Required work —
Convert the lines of the records into a JSON list of strings, one string per line and blank lines omitted, starting at the line that contains "target | white building" and continuing through the end of the records.

### Record extracts

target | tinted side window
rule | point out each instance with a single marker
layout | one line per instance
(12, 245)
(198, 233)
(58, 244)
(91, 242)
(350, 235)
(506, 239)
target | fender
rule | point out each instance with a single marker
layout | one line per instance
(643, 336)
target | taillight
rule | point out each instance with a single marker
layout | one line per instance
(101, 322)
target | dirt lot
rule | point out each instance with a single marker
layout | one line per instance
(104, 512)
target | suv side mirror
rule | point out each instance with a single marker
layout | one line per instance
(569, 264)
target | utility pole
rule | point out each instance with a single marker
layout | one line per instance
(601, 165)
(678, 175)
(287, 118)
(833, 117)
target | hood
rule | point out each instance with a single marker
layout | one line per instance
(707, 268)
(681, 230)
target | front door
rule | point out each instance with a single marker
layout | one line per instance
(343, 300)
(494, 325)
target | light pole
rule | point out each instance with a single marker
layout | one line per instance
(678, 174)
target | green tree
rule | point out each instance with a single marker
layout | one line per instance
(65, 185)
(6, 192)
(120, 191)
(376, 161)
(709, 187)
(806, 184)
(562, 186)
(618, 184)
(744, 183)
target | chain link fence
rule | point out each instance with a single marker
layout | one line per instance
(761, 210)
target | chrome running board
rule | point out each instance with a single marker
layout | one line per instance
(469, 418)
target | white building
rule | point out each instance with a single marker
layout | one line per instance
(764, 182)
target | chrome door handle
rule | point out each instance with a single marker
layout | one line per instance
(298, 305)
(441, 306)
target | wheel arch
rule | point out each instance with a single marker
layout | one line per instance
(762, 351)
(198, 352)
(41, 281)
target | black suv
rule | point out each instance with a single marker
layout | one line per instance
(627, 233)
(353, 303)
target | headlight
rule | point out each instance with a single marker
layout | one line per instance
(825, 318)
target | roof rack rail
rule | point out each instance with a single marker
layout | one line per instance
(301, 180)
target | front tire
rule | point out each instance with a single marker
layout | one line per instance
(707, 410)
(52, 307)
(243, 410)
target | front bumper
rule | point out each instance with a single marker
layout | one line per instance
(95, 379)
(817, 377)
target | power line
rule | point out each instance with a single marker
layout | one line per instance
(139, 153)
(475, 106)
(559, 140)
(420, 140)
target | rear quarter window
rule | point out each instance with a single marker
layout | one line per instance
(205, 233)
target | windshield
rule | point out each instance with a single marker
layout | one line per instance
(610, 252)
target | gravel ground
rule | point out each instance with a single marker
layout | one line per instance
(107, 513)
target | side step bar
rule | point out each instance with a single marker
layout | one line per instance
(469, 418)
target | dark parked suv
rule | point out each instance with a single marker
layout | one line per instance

######

Written solution —
[
  "target | white building",
  "rule | point out each instance with a single marker",
  "layout | one line per instance",
  "(764, 182)",
  "target | chrome door handle",
  "rule | point out each instance with a single marker",
  "layout | one line per instance",
  "(298, 305)",
  "(441, 306)",
  "target | wheel arch",
  "rule | point out each instance with a single marker",
  "layout | one line per instance",
  "(762, 351)",
  "(198, 352)",
  "(41, 281)",
  "target | black suv",
  "rule | point out each instance with a single marker",
  "layout | one line per instance",
  "(627, 233)",
  "(353, 303)",
  "target | headlight",
  "rule | point out each instance with a single marker",
  "layout | one line per instance",
  "(825, 318)",
  "target | roof rack rail",
  "rule | point out each instance with a single marker",
  "layout | one line per instance",
  "(301, 180)",
  "target | front tire",
  "rule | point out each instance with a single marker",
  "layout | one line per instance",
  "(707, 410)",
  "(52, 307)",
  "(243, 410)",
  "target | front bumper",
  "rule | point out each instance with a single marker",
  "layout | one line per instance",
  "(95, 379)",
  "(817, 377)",
  "target | power line",
  "rule | point out each instance with a single marker",
  "layout | one line per instance",
  "(139, 153)",
  "(475, 106)",
  "(559, 140)",
  "(420, 140)",
  "target | rear quarter window",
  "rule | point out each instance with a single marker",
  "layout | one line per instance",
  "(205, 233)",
  "target | windshield",
  "rule | point out each instance with a single marker",
  "layout | one line per instance",
  "(610, 252)",
  "target | gravel ground",
  "rule | point out each instance with a single marker",
  "layout | one line per instance",
  "(107, 513)",
  "target | side step bar",
  "rule | point out each instance with a single marker",
  "layout | one line per instance",
  "(469, 418)",
  "target | dark parked suv",
  "rule | point out each instance with a single marker",
  "layout | one line per instance"
]